> What the task requires: So that nothing is lost, restate each entry exactly as supplied.

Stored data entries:
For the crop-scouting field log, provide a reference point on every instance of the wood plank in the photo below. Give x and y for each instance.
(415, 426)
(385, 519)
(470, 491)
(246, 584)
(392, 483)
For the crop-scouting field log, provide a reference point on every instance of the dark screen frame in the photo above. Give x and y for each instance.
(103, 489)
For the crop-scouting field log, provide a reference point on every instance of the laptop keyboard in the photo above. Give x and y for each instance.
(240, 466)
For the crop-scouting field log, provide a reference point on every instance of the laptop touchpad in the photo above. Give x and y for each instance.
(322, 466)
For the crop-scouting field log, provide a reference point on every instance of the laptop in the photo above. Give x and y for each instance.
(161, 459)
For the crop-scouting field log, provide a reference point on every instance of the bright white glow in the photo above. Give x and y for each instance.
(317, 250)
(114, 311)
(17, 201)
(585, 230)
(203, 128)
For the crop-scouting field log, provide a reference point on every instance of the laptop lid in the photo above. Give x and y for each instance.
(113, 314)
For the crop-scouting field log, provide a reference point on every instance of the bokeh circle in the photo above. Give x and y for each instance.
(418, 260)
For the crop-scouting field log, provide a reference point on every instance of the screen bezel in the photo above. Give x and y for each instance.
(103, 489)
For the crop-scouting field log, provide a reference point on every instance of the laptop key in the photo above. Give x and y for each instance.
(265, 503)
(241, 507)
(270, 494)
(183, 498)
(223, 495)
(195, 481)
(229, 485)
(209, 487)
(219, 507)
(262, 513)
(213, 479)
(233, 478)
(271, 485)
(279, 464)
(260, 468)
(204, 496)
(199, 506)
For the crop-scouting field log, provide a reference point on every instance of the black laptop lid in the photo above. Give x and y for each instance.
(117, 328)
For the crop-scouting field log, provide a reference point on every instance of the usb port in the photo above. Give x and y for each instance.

> Solution to this exercise:
For the crop-scouting field log, provide a reference point on every instance of the wood plank in the photo below. Give x and y for each instance.
(415, 426)
(385, 519)
(470, 491)
(246, 584)
(392, 483)
For the crop-scouting field log, provide a reference point on every instance of the dark screen frame in the photo above. Give x and y for each instance.
(103, 489)
For the crop-scouting field log, provide a reference point on every instance of the laptop keyboard in the photo above. Give x and y for each instance.
(240, 466)
For the crop-scouting field log, provide a reference point on every instance of the laptop touchpad in the photo above. Give x and y for each instance.
(322, 466)
For the crop-scouting field log, provide a reference point on every instance of the laptop in the photo above. Give x and y for each instance.
(161, 459)
For the crop-scouting field log, provide a reference point on every instance of the bright white glow in the photo above. Give x and y for each instance.
(317, 250)
(114, 311)
(17, 201)
(585, 230)
(203, 128)
For the crop-scouting field log, provide a reference point on every instance of the laptop lid in the photo above. Give x and y for each instance.
(113, 314)
For the crop-scouting field log, provide a reference point on every instance of the bokeh circle in the photo above. Give x and y for each instance.
(418, 260)
For the crop-scouting field log, provide a reference point on every instance of the screen bezel in the photo above. Give x and y for each instance.
(103, 489)
For the crop-scouting field log, provide a reference point on every instance of the laptop key in the photo above. Give x and y for each instance.
(265, 503)
(241, 507)
(270, 494)
(183, 498)
(223, 495)
(195, 481)
(229, 485)
(209, 487)
(219, 507)
(262, 513)
(213, 479)
(233, 478)
(271, 485)
(279, 464)
(260, 468)
(204, 496)
(199, 506)
For the crop-scouting field log, provide a reference point on every instance of the black laptop lid in the photo above. Give x and y for each instance.
(117, 328)
For the crop-scouting field log, provide a reference point on every instance of the usb port in the photo above. Give x and y for each instance.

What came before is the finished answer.